* **Task**
Determine how many lines in the items below contain the word "bare", treating uppercase and lowercase as distinct, and state only that number.

* **Supplied records**
--- --- ---

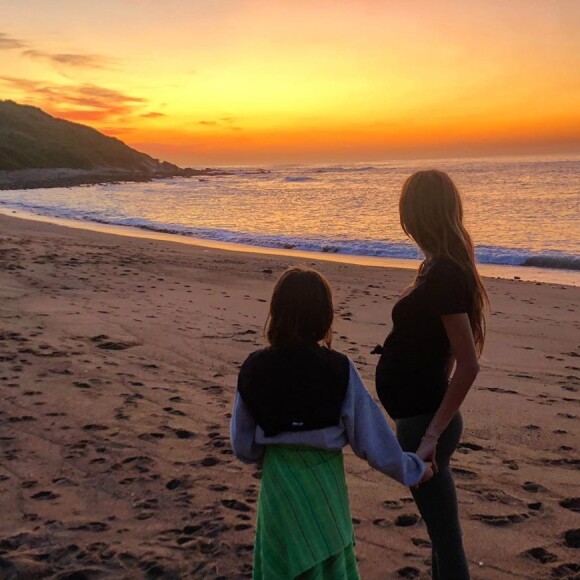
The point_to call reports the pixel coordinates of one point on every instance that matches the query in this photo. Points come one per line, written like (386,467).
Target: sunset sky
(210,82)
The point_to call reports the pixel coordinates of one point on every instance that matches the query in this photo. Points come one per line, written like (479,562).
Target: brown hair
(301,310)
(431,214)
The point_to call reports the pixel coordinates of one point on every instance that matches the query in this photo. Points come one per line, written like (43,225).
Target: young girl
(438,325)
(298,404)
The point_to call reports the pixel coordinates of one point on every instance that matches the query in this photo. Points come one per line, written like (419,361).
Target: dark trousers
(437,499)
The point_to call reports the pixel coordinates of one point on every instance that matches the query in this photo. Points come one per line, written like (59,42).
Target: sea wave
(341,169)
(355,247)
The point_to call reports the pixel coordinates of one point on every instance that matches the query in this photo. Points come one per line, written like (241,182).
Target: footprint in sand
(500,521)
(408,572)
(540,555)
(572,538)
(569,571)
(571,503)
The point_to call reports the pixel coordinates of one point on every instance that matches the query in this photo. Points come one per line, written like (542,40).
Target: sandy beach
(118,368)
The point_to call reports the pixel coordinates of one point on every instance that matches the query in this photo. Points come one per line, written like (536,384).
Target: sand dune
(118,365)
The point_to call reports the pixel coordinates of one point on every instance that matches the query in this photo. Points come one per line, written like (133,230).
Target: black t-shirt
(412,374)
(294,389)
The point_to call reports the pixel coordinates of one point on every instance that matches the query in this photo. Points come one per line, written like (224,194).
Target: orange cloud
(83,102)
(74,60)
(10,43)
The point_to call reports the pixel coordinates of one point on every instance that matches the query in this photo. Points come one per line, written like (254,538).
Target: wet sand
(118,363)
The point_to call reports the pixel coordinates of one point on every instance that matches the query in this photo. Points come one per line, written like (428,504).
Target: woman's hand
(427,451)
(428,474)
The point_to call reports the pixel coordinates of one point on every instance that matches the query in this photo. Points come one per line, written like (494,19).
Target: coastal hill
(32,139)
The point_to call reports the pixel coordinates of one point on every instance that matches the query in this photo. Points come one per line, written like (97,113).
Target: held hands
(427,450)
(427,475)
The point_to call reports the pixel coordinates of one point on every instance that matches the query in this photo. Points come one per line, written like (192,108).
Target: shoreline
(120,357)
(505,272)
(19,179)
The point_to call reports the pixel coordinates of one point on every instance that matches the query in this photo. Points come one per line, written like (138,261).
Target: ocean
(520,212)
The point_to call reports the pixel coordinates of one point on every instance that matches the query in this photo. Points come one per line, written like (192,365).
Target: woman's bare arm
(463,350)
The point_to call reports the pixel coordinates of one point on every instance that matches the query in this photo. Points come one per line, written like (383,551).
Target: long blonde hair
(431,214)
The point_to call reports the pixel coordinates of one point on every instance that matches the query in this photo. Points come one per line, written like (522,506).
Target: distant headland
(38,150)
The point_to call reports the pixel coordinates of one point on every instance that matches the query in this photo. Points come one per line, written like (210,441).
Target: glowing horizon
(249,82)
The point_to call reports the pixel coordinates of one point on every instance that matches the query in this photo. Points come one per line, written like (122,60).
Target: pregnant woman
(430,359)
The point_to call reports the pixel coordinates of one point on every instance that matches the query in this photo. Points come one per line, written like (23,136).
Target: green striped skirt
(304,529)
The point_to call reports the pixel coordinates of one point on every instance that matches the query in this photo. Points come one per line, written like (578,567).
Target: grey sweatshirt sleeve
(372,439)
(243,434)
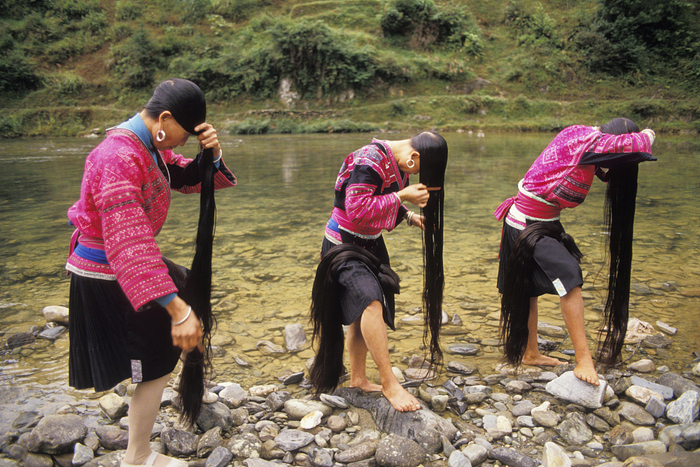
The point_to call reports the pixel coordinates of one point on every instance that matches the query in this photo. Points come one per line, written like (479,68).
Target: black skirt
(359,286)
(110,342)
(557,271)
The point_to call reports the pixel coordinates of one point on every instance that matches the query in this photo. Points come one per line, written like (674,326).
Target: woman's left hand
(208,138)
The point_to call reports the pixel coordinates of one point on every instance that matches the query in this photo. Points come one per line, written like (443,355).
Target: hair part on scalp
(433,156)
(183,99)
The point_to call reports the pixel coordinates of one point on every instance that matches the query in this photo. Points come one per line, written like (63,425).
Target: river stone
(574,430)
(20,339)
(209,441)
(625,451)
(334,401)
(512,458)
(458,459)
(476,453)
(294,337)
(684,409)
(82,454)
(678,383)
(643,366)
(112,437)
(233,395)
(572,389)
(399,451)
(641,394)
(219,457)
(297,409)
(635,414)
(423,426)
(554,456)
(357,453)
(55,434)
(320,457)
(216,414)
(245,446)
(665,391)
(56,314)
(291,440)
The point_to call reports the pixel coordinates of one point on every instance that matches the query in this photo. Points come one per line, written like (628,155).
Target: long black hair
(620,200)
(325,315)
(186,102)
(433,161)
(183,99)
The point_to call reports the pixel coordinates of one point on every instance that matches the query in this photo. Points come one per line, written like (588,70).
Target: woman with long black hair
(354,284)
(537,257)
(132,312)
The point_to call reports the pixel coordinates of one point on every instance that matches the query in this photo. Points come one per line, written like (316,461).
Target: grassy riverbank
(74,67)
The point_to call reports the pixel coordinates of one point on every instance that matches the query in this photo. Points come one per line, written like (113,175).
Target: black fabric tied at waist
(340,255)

--- --- ---

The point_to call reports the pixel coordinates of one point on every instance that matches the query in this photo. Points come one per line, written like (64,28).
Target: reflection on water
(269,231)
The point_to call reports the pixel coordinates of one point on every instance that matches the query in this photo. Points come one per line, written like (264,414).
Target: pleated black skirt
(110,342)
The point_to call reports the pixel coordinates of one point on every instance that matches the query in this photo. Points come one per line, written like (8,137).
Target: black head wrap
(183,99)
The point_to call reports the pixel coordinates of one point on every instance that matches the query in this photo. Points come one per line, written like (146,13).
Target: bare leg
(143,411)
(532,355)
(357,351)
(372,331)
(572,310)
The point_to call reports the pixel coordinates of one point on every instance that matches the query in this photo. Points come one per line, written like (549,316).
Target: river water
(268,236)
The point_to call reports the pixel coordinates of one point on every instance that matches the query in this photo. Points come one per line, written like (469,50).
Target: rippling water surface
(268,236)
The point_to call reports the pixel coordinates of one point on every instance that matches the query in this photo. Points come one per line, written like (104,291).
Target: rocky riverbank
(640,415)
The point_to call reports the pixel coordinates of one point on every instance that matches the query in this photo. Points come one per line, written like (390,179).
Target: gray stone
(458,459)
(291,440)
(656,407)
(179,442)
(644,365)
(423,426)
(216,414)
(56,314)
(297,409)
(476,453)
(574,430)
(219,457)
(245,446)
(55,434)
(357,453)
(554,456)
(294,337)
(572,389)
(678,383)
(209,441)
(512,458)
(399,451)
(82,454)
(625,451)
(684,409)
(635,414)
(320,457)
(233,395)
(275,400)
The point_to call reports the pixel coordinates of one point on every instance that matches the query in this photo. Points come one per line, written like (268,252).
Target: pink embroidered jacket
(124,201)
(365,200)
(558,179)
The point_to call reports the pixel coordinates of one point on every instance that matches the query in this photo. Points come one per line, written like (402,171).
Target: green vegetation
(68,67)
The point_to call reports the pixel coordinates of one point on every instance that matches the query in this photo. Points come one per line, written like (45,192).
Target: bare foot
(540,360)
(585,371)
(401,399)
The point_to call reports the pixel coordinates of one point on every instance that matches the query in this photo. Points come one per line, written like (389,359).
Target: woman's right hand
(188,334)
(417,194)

--- --- ---

* **Correct answer**
3